REQUIRED TASK: Output the data below verbatim, every line in its original order.
##########
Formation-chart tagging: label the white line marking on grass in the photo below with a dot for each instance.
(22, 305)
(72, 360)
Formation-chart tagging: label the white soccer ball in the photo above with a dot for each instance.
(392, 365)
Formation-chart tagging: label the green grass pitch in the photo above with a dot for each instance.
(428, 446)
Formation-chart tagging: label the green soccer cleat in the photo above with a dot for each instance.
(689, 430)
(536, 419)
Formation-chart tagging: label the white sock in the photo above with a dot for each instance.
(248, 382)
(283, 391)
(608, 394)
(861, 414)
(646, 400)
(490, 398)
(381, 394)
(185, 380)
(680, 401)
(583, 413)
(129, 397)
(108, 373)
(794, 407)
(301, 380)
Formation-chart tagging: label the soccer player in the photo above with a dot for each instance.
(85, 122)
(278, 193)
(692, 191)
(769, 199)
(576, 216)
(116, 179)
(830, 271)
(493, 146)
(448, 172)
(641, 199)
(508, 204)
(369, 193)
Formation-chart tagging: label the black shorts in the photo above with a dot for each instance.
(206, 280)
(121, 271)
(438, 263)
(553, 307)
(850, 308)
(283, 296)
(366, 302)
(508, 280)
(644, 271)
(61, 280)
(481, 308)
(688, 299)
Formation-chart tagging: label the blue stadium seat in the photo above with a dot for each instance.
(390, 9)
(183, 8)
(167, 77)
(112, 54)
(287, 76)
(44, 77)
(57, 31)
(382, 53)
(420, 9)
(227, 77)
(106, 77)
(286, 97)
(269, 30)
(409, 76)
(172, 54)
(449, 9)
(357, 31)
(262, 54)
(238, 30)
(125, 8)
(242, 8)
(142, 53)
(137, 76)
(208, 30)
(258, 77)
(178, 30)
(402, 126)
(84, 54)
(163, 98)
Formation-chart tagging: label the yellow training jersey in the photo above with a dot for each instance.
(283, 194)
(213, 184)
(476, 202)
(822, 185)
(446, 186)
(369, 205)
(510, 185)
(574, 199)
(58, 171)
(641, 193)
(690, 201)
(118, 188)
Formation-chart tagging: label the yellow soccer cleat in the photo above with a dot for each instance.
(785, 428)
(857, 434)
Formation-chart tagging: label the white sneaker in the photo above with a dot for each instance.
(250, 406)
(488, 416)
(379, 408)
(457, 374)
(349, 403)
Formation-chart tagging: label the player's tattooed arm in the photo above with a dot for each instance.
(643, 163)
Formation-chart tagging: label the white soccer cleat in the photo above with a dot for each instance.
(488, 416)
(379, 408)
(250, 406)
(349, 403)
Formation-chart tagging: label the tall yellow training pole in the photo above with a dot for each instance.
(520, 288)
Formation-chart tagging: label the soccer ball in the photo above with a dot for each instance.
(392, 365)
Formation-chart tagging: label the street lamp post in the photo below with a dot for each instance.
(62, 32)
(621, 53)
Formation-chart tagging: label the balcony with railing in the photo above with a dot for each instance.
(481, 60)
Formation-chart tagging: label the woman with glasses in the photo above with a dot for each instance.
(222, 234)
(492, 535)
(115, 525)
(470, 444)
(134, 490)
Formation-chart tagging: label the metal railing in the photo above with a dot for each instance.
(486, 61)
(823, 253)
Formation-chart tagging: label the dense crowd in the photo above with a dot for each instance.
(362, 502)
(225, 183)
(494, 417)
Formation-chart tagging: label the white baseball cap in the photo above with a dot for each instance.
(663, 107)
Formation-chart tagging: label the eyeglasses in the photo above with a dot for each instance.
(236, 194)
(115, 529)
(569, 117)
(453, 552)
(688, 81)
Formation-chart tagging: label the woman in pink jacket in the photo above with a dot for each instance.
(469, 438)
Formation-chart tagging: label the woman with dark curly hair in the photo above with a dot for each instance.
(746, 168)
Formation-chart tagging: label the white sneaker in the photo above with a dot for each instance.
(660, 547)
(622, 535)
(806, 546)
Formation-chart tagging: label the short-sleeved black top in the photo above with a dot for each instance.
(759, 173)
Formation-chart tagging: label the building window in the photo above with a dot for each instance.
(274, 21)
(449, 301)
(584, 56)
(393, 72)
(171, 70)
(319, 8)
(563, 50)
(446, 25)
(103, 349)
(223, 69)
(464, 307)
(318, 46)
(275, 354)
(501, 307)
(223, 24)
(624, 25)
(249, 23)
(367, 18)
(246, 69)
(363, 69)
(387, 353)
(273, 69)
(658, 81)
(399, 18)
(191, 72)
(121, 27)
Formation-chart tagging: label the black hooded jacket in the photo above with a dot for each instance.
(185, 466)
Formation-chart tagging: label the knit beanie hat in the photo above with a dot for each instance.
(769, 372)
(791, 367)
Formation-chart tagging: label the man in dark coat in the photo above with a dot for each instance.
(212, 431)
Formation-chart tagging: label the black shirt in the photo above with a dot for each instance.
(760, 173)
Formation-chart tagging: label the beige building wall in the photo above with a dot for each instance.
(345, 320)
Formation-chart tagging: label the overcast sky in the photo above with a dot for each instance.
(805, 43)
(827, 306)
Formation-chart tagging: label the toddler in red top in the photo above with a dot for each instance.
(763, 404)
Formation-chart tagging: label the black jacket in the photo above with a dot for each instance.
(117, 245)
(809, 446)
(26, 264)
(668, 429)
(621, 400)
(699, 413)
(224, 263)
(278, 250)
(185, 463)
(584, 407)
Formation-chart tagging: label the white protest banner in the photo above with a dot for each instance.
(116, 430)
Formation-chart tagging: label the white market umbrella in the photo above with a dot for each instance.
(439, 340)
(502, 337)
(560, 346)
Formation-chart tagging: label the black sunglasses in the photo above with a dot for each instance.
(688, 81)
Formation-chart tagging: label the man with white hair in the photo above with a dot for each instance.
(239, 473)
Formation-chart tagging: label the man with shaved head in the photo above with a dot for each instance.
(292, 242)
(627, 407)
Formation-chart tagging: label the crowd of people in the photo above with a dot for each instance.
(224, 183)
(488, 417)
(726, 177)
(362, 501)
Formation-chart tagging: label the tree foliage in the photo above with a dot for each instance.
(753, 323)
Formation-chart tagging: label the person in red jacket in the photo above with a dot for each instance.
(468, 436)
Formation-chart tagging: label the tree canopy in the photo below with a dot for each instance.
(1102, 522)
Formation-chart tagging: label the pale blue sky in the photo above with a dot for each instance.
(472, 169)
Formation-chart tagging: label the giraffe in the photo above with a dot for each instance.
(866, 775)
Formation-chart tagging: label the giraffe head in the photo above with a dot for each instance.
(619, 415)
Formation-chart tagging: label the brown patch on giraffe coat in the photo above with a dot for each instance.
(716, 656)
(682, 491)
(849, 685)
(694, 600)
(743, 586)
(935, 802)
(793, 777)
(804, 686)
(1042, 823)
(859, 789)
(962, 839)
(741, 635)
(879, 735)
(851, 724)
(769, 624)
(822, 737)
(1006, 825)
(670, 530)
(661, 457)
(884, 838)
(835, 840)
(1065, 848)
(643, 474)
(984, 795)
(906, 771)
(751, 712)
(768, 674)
##########
PROBLEM SOLUTION:
Formation-chart tagging: label the white line marking on grass in the photo below with a dot for each instance.
(22, 305)
(72, 360)
Formation-chart tagging: label the white soccer ball in the photo above with a dot for each instance.
(392, 365)
Formation-chart tagging: label the green grass pitch in the photo above with a dot for each instance.
(428, 446)
Formation-chart tagging: label the green soccer cleat in the photo above with a dot for each instance.
(689, 430)
(536, 419)
Formation-chart tagging: label the white sock in the photo above with a dot for each instance.
(248, 382)
(283, 391)
(608, 394)
(861, 414)
(646, 400)
(490, 398)
(381, 394)
(185, 380)
(680, 401)
(583, 413)
(129, 397)
(108, 373)
(794, 407)
(301, 380)
Formation-chart tagging: label the soccer player in the photo above with a dot for each instance.
(85, 122)
(278, 193)
(692, 191)
(769, 199)
(576, 216)
(116, 179)
(830, 271)
(493, 146)
(448, 172)
(641, 199)
(508, 204)
(369, 193)
Formation-chart tagging: label the black shorts in the photo above with a dot for each instance.
(206, 280)
(121, 271)
(438, 263)
(553, 307)
(850, 308)
(283, 296)
(366, 302)
(508, 280)
(644, 271)
(61, 280)
(481, 308)
(688, 299)
Formation-chart tagging: label the blue stadium seat in the photo above with a dot for each instance.
(390, 9)
(183, 8)
(167, 77)
(112, 54)
(287, 76)
(44, 77)
(57, 31)
(382, 53)
(420, 9)
(227, 77)
(106, 77)
(286, 97)
(269, 30)
(409, 76)
(172, 54)
(449, 9)
(357, 31)
(262, 54)
(238, 30)
(125, 8)
(242, 8)
(142, 53)
(137, 76)
(208, 30)
(258, 77)
(178, 30)
(402, 126)
(84, 54)
(163, 98)
Formation-chart tagging: label the yellow training jersey in the photo above with a dot for each instance.
(283, 194)
(213, 184)
(476, 202)
(822, 185)
(446, 186)
(369, 205)
(510, 185)
(574, 199)
(58, 171)
(641, 193)
(690, 201)
(118, 188)
Formation-chart tagging: label the yellow soccer cleat in the photo above with a dot for each instance.
(785, 428)
(857, 434)
Formation-chart tagging: label the white sneaker in the photo above with a dot for each instance.
(250, 406)
(488, 416)
(379, 408)
(457, 374)
(349, 403)
Formation-chart tagging: label the player's tattooed arm in the photo above with a dot for each instance.
(643, 163)
Formation-chart tagging: label the white soccer cleat in the photo above with a dot for each instance.
(488, 416)
(379, 408)
(250, 406)
(349, 403)
Formation-chart tagging: label the tall yellow training pole in the photo above with a dot for each instance.
(520, 288)
Formation-chart tagging: label the soccer ball in the photo above with a dot for each instance.
(392, 365)
Formation-chart tagging: label the street lamp post in the photo below with a dot for each instance.
(62, 32)
(621, 53)
Formation-chart tagging: label the balcony with railing in the photo above with a dot for each instance.
(481, 60)
Formation-chart tagging: label the woman with glasses in the photo above with a dot for each instance.
(222, 234)
(492, 535)
(115, 525)
(470, 444)
(134, 490)
Formation-chart tagging: label the metal railing in the photo above with a dot for each instance.
(486, 61)
(823, 253)
Formation-chart tagging: label the dense crowd in the photo above with a dot for each instance.
(362, 502)
(225, 183)
(494, 417)
Formation-chart tagging: label the white baseball cap in the photo above with a dot for each instance.
(663, 107)
Formation-chart tagging: label the eyeglasses in the photo above with a dot for each instance.
(236, 194)
(115, 529)
(569, 117)
(453, 552)
(688, 81)
Formation-chart tagging: label the woman in pink jacket in the photo above with a dot for each instance.
(469, 438)
Formation-chart tagging: label the woman with dark curly hair in the photo above with a dot for each instance.
(746, 168)
Formation-chart tagging: label the white sneaker in the photo above with a dot for each instance.
(660, 547)
(622, 535)
(806, 546)
Formation-chart tagging: label the short-sleeved black top in the photo above with a dot for each instance.
(759, 173)
Formation-chart tagging: label the building window in the photo above with a dot for each instance.
(274, 21)
(449, 301)
(584, 56)
(393, 72)
(171, 70)
(319, 8)
(563, 50)
(446, 25)
(103, 349)
(223, 69)
(464, 307)
(318, 46)
(275, 354)
(501, 307)
(223, 24)
(624, 25)
(249, 23)
(367, 18)
(246, 69)
(363, 69)
(387, 353)
(273, 69)
(658, 81)
(399, 18)
(191, 72)
(121, 27)
Formation-chart tagging: label the black hooded jacket in the photo above with a dot for each instance.
(185, 466)
Formation-chart tagging: label the knit beanie hat in the photo above with a dot for each instance.
(769, 372)
(791, 367)
Formation-chart tagging: label the man in dark coat in the photo above with a dot for each instance.
(212, 431)
Formation-chart tagging: label the black shirt in the photo above with a dot for each instance.
(760, 173)
Formation-chart tagging: label the beige building wall in the photo above with a dot for each instance.
(345, 320)
Formation-chart tagging: label the overcast sky in the photo above with a dot for each instance.
(805, 43)
(827, 306)
Formation-chart tagging: label the toddler in red top in the photo above with a dot for each instance.
(763, 404)
Formation-chart tagging: label the black jacket in the photo above with a dot for each instance.
(117, 245)
(809, 446)
(26, 264)
(668, 429)
(621, 400)
(699, 413)
(224, 263)
(278, 250)
(185, 463)
(584, 407)
Formation-chart tagging: label the white protest banner in the photo above with a dot for each instance.
(116, 430)
Formation-chart tagging: label the white market umbrella in the photo above with a dot for each instance.
(439, 340)
(502, 337)
(560, 346)
Formation-chart tagging: label the black sunglasses in the photo above with a dot for each instance.
(688, 81)
Formation-chart tagging: label the man with white hair in the photo above with a dot for each instance.
(239, 473)
Formation-chart tagging: label the man with shaved head in the photo above with a dot for each instance.
(292, 242)
(627, 407)
Formation-chart tagging: label the crowd of people in the photo above with a dot for each instance.
(224, 183)
(488, 417)
(726, 177)
(362, 501)
Formation-chart tagging: label the tree foliage in the photo above with a dot for each instance.
(753, 323)
Formation-chart tagging: label the person in red jacket in the photo above with a dot for each instance.
(468, 436)
Formation-chart tagging: label the tree canopy in the photo below with a dot for each instance.
(1102, 522)
Formation-chart tagging: label the pale blue sky in the photo above with a dot for each instance.
(472, 169)
Formation-chart tagging: label the giraffe in the photo above with a dot for each instance.
(866, 775)
Formation-chart tagging: label the giraffe head in the photo above with a dot for each instance.
(619, 415)
Formation-chart tagging: label the brown patch on giraffe coat in the photo above with a dot for each instance.
(716, 656)
(682, 491)
(849, 685)
(694, 600)
(743, 586)
(935, 802)
(793, 777)
(804, 686)
(1042, 823)
(859, 789)
(962, 839)
(741, 635)
(879, 735)
(851, 724)
(769, 624)
(822, 737)
(1006, 825)
(670, 530)
(661, 457)
(884, 838)
(835, 840)
(1065, 848)
(643, 474)
(984, 795)
(906, 771)
(751, 712)
(768, 674)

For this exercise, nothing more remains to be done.